→ What is required
In the passage on Bangkok's co-working industry, how many users of co-working spaces did the Bangkok Post interview?

→ Passage

=== Begin Enclosure ===

What's driving Bangkok's growing co-working industry?
From cost, location, a place to grab some shut-eye, eat a snack or even build a community, the factors behind the popularity of the capital's shared work spaces are as sundry as they are surprising
The co-working industry is hot in Thailand, but who exactly pays close to 300 baht per day to use these spaces, and why do they choose these spaces instead of working from home or from a coffee shop?
The number of co-working space operators drastically increased from four in 2012 to close to 100 in 2016. Telecom companies Advanced Info Service (AIS), Total Access Communication, and True Move already control a substantial part of the market, with affordable spaces aimed at attracting startups and retaining high-spending customers.
Hubba, one of the first co-working spaces in the country, is planning to open a massive venue in Bangkok with space for 50 startups. Luxembourg-headquartered IWG Plc (formerly known as Regus) will also open a new location under the Spaces brand, which is more focused on co-working than its current office and corporate-centred offerings in Thailand.
The Bangkok Post interviewed 43 users of co-working spaces to find out who is using them and why. There were 10 respondents from Hubba Discovery (in Siam Discovery), 14 from DraftBoard (a block away from Chidlom skytrain station) and 19 from AIS D.C.

=== End Enclosure ===

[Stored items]
=== Begin Enclosure ===

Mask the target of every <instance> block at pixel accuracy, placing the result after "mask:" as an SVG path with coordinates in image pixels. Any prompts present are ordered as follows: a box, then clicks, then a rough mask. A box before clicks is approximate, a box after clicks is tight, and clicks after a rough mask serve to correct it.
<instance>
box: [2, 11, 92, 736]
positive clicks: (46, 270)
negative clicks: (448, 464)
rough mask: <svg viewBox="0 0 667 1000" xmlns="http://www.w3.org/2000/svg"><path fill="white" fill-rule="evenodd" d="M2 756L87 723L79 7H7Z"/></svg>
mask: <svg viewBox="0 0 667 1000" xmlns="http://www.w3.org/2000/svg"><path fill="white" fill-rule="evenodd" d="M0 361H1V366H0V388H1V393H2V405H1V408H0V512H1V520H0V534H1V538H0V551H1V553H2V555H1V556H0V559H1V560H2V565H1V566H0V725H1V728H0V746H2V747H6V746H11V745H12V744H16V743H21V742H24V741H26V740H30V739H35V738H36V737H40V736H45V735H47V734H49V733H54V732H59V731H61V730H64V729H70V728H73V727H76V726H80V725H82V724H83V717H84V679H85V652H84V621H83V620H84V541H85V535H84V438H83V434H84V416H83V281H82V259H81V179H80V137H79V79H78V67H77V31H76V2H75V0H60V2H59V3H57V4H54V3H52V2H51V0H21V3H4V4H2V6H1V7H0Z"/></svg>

=== End Enclosure ===

→ Answer below
43 users.